经过笔者研究，这里涉及了两个比较重要的参数level和level root。

这个类有两个重要的成员变量tree1和tree2，是通过递归的方式迭代生成的，迭代层数通过level进行控制的，举两个例子，第一个是level为1，并且level root=True的情况，对照代码和下图可以理解得到：

也就是对应的是：

代码中的children参数是一个list，保存的是所有传给Root的成员，这些成员将作为其中的叶子结点。

第二个例子是level=2， level root=True的情况，如下图所示：

这部分代码对应的是：

粉色箭头是children对象，都交给Root进行聚合操作。

3.4 DLA¶

Tree是DLA最重要的模块，Tree搞定之后，DLA就按顺序拼装即可。

class DLA(nn.Module):
    '''
    DLA([1, 1, 1, 2, 2, 1],
        [16, 32, 64, 128, 256, 512],
        block=BasicBlock, **kwargs)
    '''
    def __init__(self, levels, channels, num_classes=1000,
                 block=BasicBlock, residual_root=False, return_levels=False,
                 pool_size=7, linear_root=False):
        super(DLA, self).__init__()

# [练习题目 1]
修改下方的条目，把其中的"query"改为"target"，其余内容一律不变，答案中不要包含图片。
上方的文本与下方的条目是互不相关的两份材料。

# [所给条目]
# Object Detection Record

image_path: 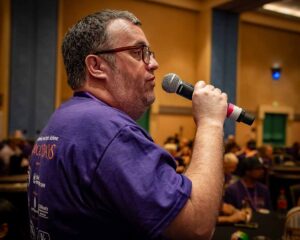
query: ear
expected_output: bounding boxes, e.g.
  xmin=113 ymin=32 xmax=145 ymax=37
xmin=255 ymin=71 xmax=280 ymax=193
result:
xmin=85 ymin=54 xmax=107 ymax=79
xmin=0 ymin=223 xmax=8 ymax=239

# [练习题目 2]
接着上方讲解 DLA 网络中 Tree 模块与 DLA 类实现的那段文本继续往下写。

# [最终答案 1]
# Object Detection Record

image_path: 
target: ear
expected_output: bounding boxes, e.g.
  xmin=113 ymin=32 xmax=145 ymax=37
xmin=255 ymin=71 xmax=280 ymax=193
result:
xmin=85 ymin=54 xmax=107 ymax=79
xmin=0 ymin=223 xmax=8 ymax=239

# [最终答案 2]
        self.channels = channels
        self.return_levels = return_levels
        self.num_classes = num_classes
        self.base_layer = nn.Sequential(
            nn.Conv2d(3, channels[0], kernel_size=7, stride=1,
                      padding=3, bias=False),
            BatchNorm(channels[0]),
            nn.ReLU(inplace=True))
        # 在最初前两层仅仅使用卷积层
        self.level0 = self._make_conv_level(
            channels[0], channels[0], levels[0])
        self.level1 = self._make_conv_level(
            channels[0], channels[1], levels[1], stride=2)
        '''
        if level_root:
            root_dim += in_channels
        '''
        self.level2 = Tree(levels[2], block, channels[1], channels[2], 2,
                           level_root=False, root_residual=residual_root)
        self.level3 = Tree(levels[3], block, channels[2], channels[3], 2,
                           level_root=True, root_residual=residual_root)
        self.level4 = Tree(levels[4], block, channels[3], channels[4], 2,
                           level_root=True, root_residual=residual_root)
        self.level5 = Tree(levels[5], block, channels[4], channels[5], 2,
                           level_root=True, root_residual=residual_root)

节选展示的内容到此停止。